ASSIGNED TASK A —
In the Timmy Cakes article, shorten the paragraph starting "She and a group of volunteers" to one brief sentence that keeps its main facts.
ASSIGNED TASK B —
Repeat the Timmy Cakes article word for word, beginning at the words "She and a group" and stopping after "over the weekend.".

EXTRACT —
..............................
HOLLISTON, Mass. — It is a busy week for a Holliston mom.

She and a group of volunteers are racing to bake hundreds of chocolate cakes by Friday, cakes that could be the key to one day curing a rare form of cancer.

"Tim is the second of our four boys," Joanne O'Connell explained. "At the age of 8, he was diagnosed with acute myeloid leukemia."

For Joanne, that makes September not just a time to remember her late son, but a time to bake.

"It was my husband's idea as a good fundraiser because chocolate cake was Tim's favorite thing in the whole world," Joanne explained.

And thus were born 'Timmy Cakes.' The first year, Joanne remembers baking 80 of them.

This year, the group is aiming for around 300 cakes baked in a little more than three days to be sold at a church in Holliston over the weekend.
..............................
Saved entries
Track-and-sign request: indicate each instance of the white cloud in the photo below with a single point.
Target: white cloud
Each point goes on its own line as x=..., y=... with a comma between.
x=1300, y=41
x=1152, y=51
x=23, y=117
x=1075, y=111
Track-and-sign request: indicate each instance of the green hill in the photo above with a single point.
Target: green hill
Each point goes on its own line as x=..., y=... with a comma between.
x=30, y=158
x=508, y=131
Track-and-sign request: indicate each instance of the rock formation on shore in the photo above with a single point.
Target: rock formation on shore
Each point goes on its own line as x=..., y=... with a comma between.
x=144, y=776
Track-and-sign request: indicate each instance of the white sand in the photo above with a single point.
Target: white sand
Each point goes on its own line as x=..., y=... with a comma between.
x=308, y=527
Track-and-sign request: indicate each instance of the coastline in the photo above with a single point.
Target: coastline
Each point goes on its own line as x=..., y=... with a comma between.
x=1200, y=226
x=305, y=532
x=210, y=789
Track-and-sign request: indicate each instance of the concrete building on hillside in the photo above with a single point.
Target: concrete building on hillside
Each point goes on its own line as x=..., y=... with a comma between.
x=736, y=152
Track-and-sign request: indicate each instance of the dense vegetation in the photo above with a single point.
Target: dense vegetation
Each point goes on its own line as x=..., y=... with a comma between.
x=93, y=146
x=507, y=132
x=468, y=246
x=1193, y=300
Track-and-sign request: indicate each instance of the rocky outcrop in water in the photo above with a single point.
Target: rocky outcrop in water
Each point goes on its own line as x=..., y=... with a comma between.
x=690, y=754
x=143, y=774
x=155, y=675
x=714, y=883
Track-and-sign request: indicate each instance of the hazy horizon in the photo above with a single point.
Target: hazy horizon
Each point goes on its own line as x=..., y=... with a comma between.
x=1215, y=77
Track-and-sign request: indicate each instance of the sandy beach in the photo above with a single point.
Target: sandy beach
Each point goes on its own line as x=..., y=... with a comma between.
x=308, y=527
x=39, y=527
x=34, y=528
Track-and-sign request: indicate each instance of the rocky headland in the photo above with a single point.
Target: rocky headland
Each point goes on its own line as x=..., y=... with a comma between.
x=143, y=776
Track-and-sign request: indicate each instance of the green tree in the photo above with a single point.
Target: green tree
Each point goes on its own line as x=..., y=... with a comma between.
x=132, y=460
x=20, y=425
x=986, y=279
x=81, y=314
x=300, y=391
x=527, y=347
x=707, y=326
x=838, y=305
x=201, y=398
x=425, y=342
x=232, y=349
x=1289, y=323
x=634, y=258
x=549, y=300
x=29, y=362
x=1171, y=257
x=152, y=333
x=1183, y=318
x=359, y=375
..............................
TASK ANSWER A —
She and volunteers are rushing to bake hundreds of chocolate cakes by Friday, and those cakes could help cure a rare cancer one day.

TASK ANSWER B —
She and a group of volunteers are racing to bake hundreds of chocolate cakes by Friday, cakes that could be the key to one day curing a rare form of cancer.

"Tim is the second of our four boys," Joanne O'Connell explained. "At the age of 8, he was diagnosed with acute myeloid leukemia."

For Joanne, that makes September not just a time to remember her late son, but a time to bake.

"It was my husband's idea as a good fundraiser because chocolate cake was Tim's favorite thing in the whole world," Joanne explained.

And thus were born 'Timmy Cakes.' The first year, Joanne remembers baking 80 of them.

This year, the group is aiming for around 300 cakes baked in a little more than three days to be sold at a church in Holliston over the weekend.